Do this: Write each line out exactly, leaving none out.

Data to use:
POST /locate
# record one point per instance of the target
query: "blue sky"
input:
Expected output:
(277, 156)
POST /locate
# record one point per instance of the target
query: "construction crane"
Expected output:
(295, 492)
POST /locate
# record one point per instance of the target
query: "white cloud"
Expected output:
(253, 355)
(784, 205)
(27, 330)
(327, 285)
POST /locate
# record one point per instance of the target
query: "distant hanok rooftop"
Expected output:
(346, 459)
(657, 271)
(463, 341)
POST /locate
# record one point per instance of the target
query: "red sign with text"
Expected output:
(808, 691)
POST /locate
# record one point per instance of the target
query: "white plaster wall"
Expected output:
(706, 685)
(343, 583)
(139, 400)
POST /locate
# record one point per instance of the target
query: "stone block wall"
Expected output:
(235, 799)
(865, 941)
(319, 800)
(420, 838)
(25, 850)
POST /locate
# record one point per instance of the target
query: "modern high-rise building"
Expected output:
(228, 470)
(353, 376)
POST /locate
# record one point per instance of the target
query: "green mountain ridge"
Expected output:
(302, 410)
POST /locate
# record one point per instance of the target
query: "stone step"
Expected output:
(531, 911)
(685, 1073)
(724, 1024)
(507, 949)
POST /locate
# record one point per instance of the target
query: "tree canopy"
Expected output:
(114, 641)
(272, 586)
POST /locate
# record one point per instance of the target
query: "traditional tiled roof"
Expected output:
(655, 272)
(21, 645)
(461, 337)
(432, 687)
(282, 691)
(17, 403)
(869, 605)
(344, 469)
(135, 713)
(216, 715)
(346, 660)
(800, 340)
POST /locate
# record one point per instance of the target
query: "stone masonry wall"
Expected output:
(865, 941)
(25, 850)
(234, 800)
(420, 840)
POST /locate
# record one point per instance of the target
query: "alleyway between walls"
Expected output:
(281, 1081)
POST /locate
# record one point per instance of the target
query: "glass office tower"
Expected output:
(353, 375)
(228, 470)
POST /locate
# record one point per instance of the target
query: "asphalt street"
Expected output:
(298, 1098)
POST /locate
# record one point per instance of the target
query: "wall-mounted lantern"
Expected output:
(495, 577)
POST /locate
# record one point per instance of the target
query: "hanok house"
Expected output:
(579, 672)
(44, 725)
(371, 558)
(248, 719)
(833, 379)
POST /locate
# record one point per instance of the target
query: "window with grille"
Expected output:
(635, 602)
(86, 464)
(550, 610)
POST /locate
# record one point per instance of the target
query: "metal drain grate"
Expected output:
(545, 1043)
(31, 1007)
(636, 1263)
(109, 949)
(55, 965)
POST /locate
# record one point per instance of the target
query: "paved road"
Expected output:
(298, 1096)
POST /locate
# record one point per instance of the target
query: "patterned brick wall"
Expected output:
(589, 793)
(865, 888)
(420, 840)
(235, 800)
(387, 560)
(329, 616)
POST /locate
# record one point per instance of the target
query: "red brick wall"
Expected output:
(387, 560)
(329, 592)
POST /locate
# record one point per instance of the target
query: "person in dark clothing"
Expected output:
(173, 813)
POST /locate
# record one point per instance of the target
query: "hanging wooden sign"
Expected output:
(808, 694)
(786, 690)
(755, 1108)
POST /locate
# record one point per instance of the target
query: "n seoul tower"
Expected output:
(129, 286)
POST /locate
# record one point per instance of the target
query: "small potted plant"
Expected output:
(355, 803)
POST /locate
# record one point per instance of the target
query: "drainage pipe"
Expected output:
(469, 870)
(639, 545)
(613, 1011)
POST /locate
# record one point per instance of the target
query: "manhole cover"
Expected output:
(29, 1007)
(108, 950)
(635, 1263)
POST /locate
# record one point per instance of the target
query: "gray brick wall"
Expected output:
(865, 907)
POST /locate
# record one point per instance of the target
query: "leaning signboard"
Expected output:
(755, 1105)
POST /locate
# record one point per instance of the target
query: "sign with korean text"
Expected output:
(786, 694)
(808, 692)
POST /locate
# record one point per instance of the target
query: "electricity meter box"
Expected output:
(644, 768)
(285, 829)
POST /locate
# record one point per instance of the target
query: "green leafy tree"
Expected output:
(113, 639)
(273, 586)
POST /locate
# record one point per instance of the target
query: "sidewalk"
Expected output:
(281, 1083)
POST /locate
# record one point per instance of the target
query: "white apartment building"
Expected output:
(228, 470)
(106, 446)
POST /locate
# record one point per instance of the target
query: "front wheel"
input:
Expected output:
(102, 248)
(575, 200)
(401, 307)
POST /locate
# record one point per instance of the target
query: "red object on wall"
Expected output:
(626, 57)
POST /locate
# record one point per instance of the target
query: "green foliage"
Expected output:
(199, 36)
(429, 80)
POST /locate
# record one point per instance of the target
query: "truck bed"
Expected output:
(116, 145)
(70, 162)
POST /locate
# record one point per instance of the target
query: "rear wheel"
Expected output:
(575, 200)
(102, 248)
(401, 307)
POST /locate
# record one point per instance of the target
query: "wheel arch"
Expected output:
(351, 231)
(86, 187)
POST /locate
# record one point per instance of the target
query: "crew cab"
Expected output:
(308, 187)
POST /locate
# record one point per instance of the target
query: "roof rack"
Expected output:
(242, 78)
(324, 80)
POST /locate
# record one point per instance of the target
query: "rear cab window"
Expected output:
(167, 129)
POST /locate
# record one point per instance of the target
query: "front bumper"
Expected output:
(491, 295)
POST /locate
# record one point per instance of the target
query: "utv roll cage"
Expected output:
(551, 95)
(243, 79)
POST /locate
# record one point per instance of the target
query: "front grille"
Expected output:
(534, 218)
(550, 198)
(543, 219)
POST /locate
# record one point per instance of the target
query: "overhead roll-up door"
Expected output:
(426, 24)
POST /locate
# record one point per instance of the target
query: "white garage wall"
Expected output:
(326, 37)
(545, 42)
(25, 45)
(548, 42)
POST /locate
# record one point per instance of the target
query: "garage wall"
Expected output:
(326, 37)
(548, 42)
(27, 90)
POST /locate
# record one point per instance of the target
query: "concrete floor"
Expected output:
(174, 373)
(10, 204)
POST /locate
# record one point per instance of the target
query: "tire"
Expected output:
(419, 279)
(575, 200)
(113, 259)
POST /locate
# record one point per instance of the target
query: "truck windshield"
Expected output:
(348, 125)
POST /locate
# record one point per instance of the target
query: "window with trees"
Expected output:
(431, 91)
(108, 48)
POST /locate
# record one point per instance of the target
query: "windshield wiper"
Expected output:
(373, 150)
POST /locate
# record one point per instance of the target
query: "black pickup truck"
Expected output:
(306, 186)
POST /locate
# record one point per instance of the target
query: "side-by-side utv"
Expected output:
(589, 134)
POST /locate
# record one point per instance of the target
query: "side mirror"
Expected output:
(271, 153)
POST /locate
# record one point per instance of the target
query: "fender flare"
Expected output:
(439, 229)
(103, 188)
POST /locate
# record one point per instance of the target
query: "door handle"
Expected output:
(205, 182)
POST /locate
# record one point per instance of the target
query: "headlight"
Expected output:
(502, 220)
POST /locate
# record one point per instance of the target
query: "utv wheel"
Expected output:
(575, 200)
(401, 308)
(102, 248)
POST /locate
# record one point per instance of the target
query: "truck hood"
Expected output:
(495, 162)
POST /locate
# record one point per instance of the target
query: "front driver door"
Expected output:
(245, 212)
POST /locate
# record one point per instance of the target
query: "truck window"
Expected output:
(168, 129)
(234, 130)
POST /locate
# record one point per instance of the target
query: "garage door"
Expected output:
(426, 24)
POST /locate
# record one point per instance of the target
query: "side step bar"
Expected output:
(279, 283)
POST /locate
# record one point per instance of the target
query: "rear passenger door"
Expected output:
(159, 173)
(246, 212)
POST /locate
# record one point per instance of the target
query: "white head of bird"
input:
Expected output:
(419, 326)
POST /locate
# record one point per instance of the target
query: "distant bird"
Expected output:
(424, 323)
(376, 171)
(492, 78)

Task solution:
POST /locate
# record one point per instance of the target
query: "blue sky"
input:
Expected output:
(277, 156)
POST /locate
# record one point per instance of the target
query: "construction crane"
Expected output:
(295, 492)
POST /locate
# record one point per instance of the target
query: "white cloud"
Expected output:
(253, 355)
(784, 205)
(27, 330)
(327, 285)
POST /locate
# record one point per instance of the target
query: "distant hanok rooftop"
Expected output:
(346, 459)
(657, 271)
(463, 341)
POST /locate
# record one point per instance of the target
query: "red sign with text"
Expected output:
(808, 691)
POST /locate
# record one point per instance of the target
query: "white plaster wall"
Expected output:
(706, 685)
(343, 583)
(139, 400)
POST /locate
# record one point per instance of the target
query: "stone block wall"
Expected output:
(235, 799)
(865, 941)
(319, 800)
(420, 838)
(25, 850)
POST /locate
# record one point per instance of the target
query: "modern high-rise building"
Expected output:
(228, 470)
(353, 376)
POST /locate
# record one point per instance of the target
query: "green mountain ridge"
Expected output:
(302, 410)
POST /locate
# record one point per instance of the target
query: "stone step"
Expected output:
(531, 911)
(685, 1073)
(724, 1024)
(507, 949)
POST /locate
# record one point per instance of the target
query: "tree canopy"
Expected output:
(114, 641)
(272, 586)
POST /locate
# record one point per instance of the target
query: "traditional tiled roof"
Expected output:
(655, 272)
(21, 645)
(461, 337)
(432, 687)
(282, 691)
(17, 403)
(869, 605)
(344, 469)
(135, 713)
(216, 715)
(346, 660)
(800, 340)
POST /locate
# record one point per instance of the target
query: "stone masonry wall"
Expected output:
(865, 941)
(25, 850)
(234, 800)
(420, 840)
POST /locate
# record one point per instance of the target
query: "alleyway between walls"
Expected output:
(281, 1081)
POST /locate
# record one point per instance of the target
query: "glass office tower"
Expected output:
(353, 375)
(228, 470)
POST /locate
# record one point per instance of the target
query: "asphalt street"
Expected output:
(298, 1098)
POST /locate
# record one point per instance of the target
query: "wall-mounted lantern"
Expected output:
(495, 577)
POST /locate
# record one point per instance of the target
query: "hanok house"
Expected output:
(579, 672)
(44, 725)
(371, 558)
(248, 719)
(833, 379)
POST /locate
# record one point per instance of the target
query: "window with grille"
Expected output:
(635, 602)
(86, 464)
(550, 610)
POST /locate
# record one point per instance of the target
query: "metal drain grate"
Expected output:
(545, 1043)
(31, 1007)
(636, 1263)
(109, 949)
(55, 965)
POST /locate
# record one point per instance of the target
query: "paved road"
Expected output:
(298, 1096)
POST /locate
# record one point per instance of the target
query: "patterned brick wall"
Expected output:
(589, 793)
(865, 888)
(420, 840)
(235, 800)
(387, 560)
(329, 616)
POST /locate
# record one point per instance of the target
query: "red brick wall"
Expected output:
(387, 560)
(329, 592)
POST /locate
# record one point per instance of the target
query: "person in dark clothing"
Expected output:
(173, 813)
POST /locate
# record one point per instance of the target
query: "hanging wooden sign"
Expected output:
(808, 694)
(786, 690)
(755, 1108)
POST /locate
# record one point per instance of the target
query: "n seoul tower"
Expected output:
(129, 286)
POST /locate
# record one point per instance of the target
query: "small potted plant"
Expected output:
(355, 803)
POST /locate
# record one point per instance of the target
query: "drainage pipe"
Expected output:
(469, 870)
(639, 545)
(613, 1011)
POST /locate
# record one point per instance of the target
query: "manhole cover"
Expected output:
(29, 1007)
(108, 950)
(635, 1263)
POST /locate
# record one point per instance of the target
query: "gray brick wall"
Expected output:
(865, 907)
POST /locate
# record one point per instance of the target
query: "leaning signboard"
Expected output:
(755, 1105)
POST /locate
# record one point per instance of the target
query: "sign with korean text"
Expected output:
(786, 694)
(808, 692)
POST /locate
# record one point per instance of the target
query: "electricity meter box"
Expected output:
(644, 768)
(285, 829)
POST /locate
# record one point per instance of the target
query: "green leafy tree"
Expected output:
(113, 639)
(273, 586)
POST /locate
# record one point per instance of the target
query: "sidewalk"
Expected output:
(281, 1083)
POST /locate
# record one point per instance of the target
query: "white apartment building"
Expected output:
(228, 470)
(106, 446)
POST /locate
# record one point per instance of the target
query: "front wheel"
input:
Expected output:
(102, 248)
(575, 200)
(401, 307)
POST /locate
# record one point per instance of the target
query: "red object on wall"
Expected output:
(626, 57)
POST /locate
# record one point per instance of the target
query: "green foliage"
Expected output:
(199, 36)
(429, 80)
POST /locate
# record one point per instance of the target
query: "truck bed"
Expected output:
(116, 145)
(70, 162)
POST /locate
# record one point per instance of the target
query: "rear wheel"
Expected output:
(575, 200)
(102, 248)
(401, 307)
POST /locate
# record one point per instance of the target
query: "wheel arch"
Expected output:
(351, 231)
(86, 187)
POST /locate
# record one point per instance of the target
query: "crew cab"
Expected output:
(308, 187)
POST /locate
# record one point per instance of the target
query: "roof rack"
Expected output:
(242, 78)
(324, 80)
POST /locate
# record one point per instance of the target
query: "rear cab window"
Expected output:
(167, 129)
POST /locate
# record one point per instance of the target
query: "front bumper"
Expected output:
(491, 295)
POST /locate
# record one point per instance of the target
query: "utv roll cage"
Expected output:
(551, 95)
(243, 79)
POST /locate
# record one point per instance of the target
query: "front grille"
Expected output:
(534, 218)
(550, 198)
(543, 219)
POST /locate
# record one point per instance of the target
query: "overhead roll-up door"
Expected output:
(426, 24)
POST /locate
# record one point per instance of the target
query: "white garage wall"
Expected output:
(326, 37)
(545, 42)
(25, 45)
(548, 42)
POST /locate
# record one point per instance of the target
query: "garage wall"
Expected output:
(326, 37)
(548, 42)
(27, 90)
POST /locate
# record one point per instance of the target
query: "concrete floor"
Expected output:
(174, 373)
(10, 204)
POST /locate
# record one point per instance of the target
query: "tire"
Expected output:
(419, 279)
(575, 200)
(113, 259)
POST /locate
# record one point per instance of the target
query: "truck windshield"
Expected output:
(348, 125)
POST /locate
# record one point per instance of the target
query: "window with trees"
Expected output:
(431, 91)
(108, 48)
POST /locate
# record one point per instance of the target
query: "windshield wiper"
Expected output:
(373, 150)
POST /locate
# record one point per instance of the target
query: "black pickup truck"
Expected output:
(306, 186)
POST /locate
# record one point per instance of the target
query: "side-by-side utv"
Expected output:
(589, 134)
POST /locate
# record one point per instance of the target
query: "side mirror"
Expected output:
(271, 153)
POST /locate
# record one point per instance of the target
query: "fender flare"
Expected output:
(439, 229)
(103, 188)
POST /locate
# record one point per instance of the target
query: "door handle"
Expected output:
(205, 182)
POST /locate
# record one point per instance of the target
query: "headlight"
Expected output:
(502, 220)
POST /locate
# record one point per instance of the target
query: "utv wheel"
Expected output:
(575, 200)
(401, 308)
(102, 248)
POST /locate
# record one point per instance of the target
query: "truck hood"
Expected output:
(495, 162)
POST /locate
# record one point per instance of the target
query: "front driver door"
Expected output:
(245, 212)
POST /locate
# record one point per instance of the target
query: "truck window"
Expected output:
(168, 129)
(234, 130)
POST /locate
# record one point per instance of the target
query: "garage door"
Expected output:
(426, 24)
POST /locate
# record one point per instance of the target
query: "side step bar"
Expected output:
(279, 283)
POST /locate
# record one point per instance of the target
query: "rear passenger door"
Expected output:
(159, 173)
(246, 212)
POST /locate
# record one point per instance of the target
query: "white head of bird"
input:
Expected output:
(419, 326)
POST /locate
# record one point per instance of the target
query: "distant bird"
Expected output:
(424, 323)
(376, 171)
(492, 78)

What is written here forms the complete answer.